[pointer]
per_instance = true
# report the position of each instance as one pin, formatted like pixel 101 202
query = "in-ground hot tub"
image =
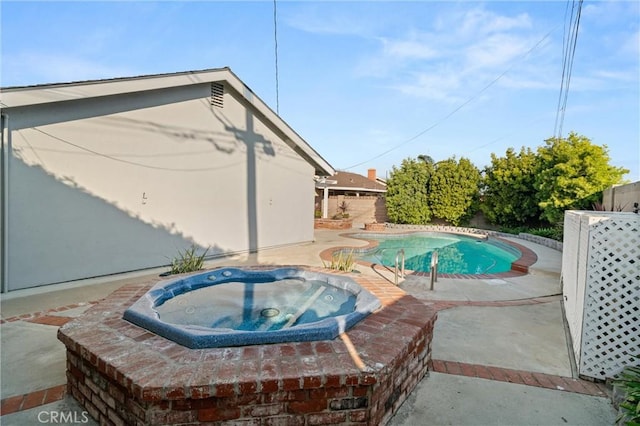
pixel 235 307
pixel 124 374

= Set problem =
Rewrite the records with "hot tub" replaced by "spa" and nothing else changed. Leave out the pictures.

= Solved problem =
[pointer]
per_instance = true
# report the position of each instance as one pin, formatted like pixel 101 202
query = "in-ground spa"
image =
pixel 235 307
pixel 124 374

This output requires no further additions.